## Aufgabe
Zähle, in wie vielen Zeilen der folgenden Daten die Zeichenfolge „metal“ vorkommt. Nenne nur die Zahl.

(Dateneinträge)
= = = = =
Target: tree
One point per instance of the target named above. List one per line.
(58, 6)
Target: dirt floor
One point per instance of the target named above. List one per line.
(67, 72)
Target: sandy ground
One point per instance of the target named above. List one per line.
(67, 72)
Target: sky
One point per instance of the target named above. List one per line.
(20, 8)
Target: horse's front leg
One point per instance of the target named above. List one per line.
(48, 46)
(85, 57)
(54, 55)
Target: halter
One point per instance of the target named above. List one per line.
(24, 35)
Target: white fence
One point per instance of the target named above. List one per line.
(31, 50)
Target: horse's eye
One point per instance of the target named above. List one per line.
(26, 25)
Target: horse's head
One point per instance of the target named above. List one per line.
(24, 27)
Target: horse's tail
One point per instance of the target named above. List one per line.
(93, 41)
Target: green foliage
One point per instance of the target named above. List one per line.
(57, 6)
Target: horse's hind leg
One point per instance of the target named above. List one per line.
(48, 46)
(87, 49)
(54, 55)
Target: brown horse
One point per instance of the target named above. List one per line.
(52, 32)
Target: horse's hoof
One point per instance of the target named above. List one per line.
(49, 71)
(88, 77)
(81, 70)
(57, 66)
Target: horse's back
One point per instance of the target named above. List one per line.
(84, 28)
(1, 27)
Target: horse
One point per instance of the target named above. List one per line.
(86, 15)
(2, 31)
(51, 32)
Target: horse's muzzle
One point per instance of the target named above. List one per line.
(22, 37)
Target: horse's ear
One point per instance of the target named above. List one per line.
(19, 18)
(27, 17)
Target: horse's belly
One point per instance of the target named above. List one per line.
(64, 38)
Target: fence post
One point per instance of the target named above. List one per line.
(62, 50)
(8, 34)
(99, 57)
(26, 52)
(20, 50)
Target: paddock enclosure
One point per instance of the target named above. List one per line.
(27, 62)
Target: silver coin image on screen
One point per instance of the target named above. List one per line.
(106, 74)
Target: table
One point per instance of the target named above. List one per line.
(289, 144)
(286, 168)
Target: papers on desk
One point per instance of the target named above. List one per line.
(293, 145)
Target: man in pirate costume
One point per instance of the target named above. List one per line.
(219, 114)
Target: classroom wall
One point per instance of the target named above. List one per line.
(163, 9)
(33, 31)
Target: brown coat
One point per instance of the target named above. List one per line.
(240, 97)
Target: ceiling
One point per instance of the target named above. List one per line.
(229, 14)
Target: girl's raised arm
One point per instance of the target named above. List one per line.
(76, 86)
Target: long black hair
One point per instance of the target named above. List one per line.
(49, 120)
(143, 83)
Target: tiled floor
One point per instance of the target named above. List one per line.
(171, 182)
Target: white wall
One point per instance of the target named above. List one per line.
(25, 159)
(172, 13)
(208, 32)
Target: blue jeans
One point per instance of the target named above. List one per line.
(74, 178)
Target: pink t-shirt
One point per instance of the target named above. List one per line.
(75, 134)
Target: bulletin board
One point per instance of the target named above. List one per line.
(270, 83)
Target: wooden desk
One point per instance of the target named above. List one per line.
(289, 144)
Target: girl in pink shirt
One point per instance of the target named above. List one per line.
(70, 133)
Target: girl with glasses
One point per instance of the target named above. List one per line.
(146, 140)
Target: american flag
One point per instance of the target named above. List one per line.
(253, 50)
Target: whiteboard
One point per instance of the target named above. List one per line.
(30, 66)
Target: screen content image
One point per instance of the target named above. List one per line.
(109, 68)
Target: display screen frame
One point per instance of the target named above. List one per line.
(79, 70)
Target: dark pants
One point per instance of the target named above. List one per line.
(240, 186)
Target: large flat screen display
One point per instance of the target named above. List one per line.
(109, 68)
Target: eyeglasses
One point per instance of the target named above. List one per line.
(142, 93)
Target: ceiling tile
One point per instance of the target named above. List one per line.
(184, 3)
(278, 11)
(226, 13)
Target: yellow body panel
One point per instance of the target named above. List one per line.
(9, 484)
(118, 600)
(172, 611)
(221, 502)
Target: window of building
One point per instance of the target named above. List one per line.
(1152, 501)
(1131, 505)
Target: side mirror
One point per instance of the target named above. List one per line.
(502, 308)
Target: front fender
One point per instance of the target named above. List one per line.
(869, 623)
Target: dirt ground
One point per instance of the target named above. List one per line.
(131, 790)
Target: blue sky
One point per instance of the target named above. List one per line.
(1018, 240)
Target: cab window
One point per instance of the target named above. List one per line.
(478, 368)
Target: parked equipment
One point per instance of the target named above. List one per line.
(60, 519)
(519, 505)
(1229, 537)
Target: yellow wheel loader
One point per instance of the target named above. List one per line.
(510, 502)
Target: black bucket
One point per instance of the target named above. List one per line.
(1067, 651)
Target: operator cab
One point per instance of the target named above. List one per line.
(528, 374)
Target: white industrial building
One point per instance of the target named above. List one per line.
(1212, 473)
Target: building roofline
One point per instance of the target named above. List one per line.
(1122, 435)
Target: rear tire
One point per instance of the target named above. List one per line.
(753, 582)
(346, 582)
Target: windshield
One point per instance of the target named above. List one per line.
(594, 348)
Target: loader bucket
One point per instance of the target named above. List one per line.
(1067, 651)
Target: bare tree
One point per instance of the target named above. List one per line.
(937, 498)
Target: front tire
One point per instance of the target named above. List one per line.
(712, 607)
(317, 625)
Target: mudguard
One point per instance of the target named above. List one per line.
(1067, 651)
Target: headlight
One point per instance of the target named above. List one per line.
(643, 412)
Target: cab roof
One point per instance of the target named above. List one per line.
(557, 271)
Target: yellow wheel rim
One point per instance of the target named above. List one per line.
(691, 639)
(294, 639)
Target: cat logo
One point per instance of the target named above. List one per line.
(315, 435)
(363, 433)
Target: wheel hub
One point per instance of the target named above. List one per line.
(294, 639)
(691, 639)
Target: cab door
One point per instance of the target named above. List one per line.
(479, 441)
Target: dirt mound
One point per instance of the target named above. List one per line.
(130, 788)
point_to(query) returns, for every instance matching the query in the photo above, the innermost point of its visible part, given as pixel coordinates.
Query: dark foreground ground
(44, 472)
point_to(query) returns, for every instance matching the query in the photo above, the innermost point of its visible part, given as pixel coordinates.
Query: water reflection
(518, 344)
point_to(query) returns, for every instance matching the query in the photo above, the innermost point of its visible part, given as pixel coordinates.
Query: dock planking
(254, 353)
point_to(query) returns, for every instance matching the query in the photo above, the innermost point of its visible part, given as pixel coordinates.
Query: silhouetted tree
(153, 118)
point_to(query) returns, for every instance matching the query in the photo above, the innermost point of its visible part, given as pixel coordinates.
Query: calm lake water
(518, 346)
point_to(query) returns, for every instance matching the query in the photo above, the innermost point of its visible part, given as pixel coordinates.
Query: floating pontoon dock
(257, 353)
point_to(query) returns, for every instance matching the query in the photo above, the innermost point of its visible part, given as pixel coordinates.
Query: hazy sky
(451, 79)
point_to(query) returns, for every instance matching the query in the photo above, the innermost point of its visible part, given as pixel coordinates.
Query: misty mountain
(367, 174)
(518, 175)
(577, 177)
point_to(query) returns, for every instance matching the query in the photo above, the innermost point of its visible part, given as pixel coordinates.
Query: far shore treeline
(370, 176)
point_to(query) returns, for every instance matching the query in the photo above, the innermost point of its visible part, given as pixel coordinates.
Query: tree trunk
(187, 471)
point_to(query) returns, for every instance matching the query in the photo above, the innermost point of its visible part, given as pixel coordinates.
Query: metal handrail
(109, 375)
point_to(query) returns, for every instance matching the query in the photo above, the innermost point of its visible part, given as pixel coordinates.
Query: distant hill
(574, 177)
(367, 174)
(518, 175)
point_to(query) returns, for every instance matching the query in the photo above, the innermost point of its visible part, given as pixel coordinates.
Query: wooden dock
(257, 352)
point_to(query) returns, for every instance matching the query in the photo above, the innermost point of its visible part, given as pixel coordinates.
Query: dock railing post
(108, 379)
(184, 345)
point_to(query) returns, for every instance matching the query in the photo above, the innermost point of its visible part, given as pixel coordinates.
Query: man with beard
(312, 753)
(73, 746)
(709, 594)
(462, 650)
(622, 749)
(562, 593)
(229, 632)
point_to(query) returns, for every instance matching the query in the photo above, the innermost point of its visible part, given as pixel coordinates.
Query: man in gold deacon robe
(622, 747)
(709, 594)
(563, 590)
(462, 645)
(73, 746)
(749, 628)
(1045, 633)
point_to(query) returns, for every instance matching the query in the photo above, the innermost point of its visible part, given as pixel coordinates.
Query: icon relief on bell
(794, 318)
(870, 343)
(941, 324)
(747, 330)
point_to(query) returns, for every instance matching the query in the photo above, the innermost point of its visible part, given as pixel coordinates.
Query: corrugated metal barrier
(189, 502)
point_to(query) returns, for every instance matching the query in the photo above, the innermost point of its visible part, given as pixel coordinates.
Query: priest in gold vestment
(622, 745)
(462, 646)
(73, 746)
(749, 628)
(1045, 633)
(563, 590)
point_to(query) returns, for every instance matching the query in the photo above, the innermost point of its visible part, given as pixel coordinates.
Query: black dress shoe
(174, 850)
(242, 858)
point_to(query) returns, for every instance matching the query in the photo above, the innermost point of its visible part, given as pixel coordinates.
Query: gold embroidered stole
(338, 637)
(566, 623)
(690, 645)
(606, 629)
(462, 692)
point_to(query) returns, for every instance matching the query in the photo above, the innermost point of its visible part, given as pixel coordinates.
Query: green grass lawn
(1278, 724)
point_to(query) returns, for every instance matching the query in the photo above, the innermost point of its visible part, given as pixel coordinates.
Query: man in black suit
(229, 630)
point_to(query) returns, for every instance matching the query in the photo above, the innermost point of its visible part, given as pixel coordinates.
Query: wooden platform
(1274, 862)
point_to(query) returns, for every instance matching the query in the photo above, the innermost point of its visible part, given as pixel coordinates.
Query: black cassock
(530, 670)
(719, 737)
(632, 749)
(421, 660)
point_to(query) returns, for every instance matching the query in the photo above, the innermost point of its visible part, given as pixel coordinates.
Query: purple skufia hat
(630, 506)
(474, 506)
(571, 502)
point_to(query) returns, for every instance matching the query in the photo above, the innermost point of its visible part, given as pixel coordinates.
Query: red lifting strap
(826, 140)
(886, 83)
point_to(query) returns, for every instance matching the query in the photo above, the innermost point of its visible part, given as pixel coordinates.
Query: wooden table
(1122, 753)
= = = = =
## Antwort
2